------ DATA EXCERPTS

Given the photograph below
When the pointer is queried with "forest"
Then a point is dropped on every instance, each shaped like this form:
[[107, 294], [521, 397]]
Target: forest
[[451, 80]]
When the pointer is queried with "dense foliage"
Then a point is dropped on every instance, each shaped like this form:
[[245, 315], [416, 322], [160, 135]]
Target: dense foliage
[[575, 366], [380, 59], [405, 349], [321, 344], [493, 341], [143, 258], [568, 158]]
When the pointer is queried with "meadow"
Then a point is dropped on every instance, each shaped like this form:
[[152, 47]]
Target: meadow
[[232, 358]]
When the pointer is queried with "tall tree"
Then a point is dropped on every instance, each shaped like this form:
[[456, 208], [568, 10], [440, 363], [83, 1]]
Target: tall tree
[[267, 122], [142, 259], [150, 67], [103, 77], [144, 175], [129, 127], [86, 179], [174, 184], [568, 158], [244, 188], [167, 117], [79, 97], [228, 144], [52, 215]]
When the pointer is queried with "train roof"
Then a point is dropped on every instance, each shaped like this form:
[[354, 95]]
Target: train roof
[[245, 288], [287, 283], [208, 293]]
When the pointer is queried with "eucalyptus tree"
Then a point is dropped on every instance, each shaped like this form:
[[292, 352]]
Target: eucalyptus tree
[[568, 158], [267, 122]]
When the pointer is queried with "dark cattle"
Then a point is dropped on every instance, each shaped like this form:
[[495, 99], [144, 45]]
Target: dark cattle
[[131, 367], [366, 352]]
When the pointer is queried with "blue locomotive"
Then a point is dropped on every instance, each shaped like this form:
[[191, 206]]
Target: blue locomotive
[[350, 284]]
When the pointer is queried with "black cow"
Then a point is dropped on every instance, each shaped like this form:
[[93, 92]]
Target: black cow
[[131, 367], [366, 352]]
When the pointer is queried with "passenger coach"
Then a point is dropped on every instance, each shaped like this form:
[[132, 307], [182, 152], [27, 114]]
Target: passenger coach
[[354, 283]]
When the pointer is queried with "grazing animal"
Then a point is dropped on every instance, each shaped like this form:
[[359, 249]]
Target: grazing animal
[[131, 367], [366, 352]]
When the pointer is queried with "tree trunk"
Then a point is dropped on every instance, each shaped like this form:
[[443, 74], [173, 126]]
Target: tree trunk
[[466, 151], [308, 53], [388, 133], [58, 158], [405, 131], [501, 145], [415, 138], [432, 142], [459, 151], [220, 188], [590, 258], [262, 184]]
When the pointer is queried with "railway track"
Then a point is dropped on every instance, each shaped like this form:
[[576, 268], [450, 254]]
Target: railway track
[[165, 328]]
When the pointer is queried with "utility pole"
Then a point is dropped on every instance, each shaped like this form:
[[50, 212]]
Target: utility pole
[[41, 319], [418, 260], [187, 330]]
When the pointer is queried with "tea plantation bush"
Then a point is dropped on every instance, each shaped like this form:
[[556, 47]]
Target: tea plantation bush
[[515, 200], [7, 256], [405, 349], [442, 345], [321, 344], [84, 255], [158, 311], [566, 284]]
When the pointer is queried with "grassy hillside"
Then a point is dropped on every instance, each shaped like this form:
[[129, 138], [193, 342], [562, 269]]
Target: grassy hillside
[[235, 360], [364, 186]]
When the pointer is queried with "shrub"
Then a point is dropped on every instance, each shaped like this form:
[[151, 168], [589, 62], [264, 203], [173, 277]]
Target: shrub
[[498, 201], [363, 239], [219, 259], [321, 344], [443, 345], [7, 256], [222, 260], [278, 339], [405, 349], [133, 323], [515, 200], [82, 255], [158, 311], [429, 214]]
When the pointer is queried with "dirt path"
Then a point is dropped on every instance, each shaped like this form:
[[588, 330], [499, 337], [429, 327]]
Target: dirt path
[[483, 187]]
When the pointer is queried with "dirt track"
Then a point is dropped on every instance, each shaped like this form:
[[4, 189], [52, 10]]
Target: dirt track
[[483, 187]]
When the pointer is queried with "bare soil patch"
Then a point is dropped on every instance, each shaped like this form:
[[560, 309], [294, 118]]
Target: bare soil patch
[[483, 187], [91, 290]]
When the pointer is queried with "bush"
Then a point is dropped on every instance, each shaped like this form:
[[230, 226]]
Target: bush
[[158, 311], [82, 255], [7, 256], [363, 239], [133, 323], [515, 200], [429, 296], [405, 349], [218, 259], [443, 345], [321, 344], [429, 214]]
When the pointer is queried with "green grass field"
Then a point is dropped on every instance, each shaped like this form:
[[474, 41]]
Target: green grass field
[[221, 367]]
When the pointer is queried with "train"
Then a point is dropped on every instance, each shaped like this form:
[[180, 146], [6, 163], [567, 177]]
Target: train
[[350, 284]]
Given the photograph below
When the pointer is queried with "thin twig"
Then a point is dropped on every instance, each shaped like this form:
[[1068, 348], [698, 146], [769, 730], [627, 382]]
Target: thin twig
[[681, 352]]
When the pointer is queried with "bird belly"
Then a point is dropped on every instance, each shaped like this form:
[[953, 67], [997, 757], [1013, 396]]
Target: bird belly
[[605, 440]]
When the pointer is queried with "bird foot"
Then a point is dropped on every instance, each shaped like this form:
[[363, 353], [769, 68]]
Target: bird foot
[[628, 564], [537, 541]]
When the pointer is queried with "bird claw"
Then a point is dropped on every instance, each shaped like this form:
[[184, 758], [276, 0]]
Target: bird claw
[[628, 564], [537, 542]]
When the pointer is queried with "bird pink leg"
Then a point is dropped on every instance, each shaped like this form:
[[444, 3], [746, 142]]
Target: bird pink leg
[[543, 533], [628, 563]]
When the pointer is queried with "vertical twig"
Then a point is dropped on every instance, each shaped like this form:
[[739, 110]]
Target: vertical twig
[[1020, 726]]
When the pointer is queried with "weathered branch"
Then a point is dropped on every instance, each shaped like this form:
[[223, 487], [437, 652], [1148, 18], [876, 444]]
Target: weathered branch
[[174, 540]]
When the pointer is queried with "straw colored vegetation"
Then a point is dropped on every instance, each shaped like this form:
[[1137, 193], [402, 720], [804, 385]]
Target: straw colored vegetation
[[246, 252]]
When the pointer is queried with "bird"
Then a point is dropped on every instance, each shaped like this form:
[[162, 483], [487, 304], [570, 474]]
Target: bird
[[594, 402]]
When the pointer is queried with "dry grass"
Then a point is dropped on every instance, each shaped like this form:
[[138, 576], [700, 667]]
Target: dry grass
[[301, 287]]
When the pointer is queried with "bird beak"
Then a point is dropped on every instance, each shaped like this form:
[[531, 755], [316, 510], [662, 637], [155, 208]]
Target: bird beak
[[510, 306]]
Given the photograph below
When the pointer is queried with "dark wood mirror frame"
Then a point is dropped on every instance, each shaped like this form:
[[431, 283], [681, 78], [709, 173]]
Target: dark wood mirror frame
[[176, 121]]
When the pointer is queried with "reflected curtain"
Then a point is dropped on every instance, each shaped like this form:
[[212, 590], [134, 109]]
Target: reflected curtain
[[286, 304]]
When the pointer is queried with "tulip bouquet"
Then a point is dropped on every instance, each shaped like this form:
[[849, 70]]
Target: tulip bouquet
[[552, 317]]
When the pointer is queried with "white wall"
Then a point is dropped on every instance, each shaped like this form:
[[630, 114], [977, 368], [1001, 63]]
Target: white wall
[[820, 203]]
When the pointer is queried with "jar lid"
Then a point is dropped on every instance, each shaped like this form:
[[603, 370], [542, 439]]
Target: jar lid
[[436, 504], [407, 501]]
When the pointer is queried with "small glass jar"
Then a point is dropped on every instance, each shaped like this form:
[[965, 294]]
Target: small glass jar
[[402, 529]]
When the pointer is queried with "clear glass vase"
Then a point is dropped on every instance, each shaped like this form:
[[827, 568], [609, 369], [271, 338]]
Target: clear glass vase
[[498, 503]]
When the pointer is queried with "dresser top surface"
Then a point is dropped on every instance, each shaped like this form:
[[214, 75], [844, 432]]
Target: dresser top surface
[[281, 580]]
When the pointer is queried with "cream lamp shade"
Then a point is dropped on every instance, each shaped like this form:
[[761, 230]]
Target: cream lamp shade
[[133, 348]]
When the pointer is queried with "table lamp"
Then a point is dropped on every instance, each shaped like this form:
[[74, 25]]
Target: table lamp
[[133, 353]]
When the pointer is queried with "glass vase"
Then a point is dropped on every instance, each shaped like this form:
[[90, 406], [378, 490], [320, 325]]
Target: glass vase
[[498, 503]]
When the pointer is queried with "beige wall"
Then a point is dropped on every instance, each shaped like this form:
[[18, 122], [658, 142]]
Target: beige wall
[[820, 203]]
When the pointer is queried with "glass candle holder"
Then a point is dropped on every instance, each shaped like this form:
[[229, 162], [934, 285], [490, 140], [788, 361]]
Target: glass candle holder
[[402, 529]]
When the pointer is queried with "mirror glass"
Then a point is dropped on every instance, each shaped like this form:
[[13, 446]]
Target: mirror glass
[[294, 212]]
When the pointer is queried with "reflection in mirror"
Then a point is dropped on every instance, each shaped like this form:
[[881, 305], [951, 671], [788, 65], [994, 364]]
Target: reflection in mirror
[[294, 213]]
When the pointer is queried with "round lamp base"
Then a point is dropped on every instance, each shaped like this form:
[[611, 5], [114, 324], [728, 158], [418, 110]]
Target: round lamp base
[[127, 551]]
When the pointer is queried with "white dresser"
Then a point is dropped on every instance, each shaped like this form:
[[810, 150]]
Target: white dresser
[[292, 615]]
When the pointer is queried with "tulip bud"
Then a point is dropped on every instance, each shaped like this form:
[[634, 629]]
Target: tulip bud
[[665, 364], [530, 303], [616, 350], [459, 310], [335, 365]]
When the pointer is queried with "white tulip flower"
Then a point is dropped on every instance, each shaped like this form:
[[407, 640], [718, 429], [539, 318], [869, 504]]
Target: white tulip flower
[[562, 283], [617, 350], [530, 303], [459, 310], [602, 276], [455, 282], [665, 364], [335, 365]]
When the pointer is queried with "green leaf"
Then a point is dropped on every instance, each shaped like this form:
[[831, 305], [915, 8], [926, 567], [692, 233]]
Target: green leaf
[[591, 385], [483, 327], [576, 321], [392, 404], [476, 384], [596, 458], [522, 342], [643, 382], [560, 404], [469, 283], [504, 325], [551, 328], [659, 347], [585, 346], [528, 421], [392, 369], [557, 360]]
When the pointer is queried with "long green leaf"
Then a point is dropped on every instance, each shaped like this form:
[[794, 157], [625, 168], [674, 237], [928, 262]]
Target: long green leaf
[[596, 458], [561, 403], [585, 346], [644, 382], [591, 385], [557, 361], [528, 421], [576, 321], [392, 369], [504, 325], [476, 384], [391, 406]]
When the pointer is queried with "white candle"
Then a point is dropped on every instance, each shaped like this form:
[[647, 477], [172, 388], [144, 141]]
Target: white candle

------------

PROBLEM REQUIREMENTS:
Please copy the entries from the first line through the line that contains "[[245, 288], [287, 283], [208, 293]]", switching "meadow" to "grassland" and leaving everything else unchanged.

FINAL RESULT:
Given the photograph below
When the pointer is queried with "forest"
Then a point is dropped on every instance, each shaped like this form:
[[107, 294], [521, 397]]
Target: forest
[[451, 80]]
When the pointer is queried with "dense foliage"
Then a point is dropped on every instance, each shaped like this form:
[[245, 315], [416, 322], [160, 135]]
Target: dense foliage
[[575, 366], [380, 59], [405, 349], [321, 344], [493, 341], [143, 258], [568, 158]]
When the pointer is queried with "grassland"
Then a point is dropped on every instance, each shaped like this form:
[[152, 47]]
Target: grassland
[[232, 358]]
When the pointer is queried with "tall tree"
Then a point is dropped on every instance, each shaped like this form:
[[456, 208], [568, 10], [440, 363], [83, 1]]
Target: tall tree
[[267, 122], [142, 259], [150, 67], [103, 77], [144, 175], [129, 127], [86, 179], [174, 184], [568, 158], [244, 188], [167, 117], [79, 97], [228, 144], [52, 215]]
When the pointer is queried with "train roof"
Then a point is dropped on every instance, each shaped like this form:
[[354, 95]]
Target: train roof
[[245, 288], [287, 283], [208, 293]]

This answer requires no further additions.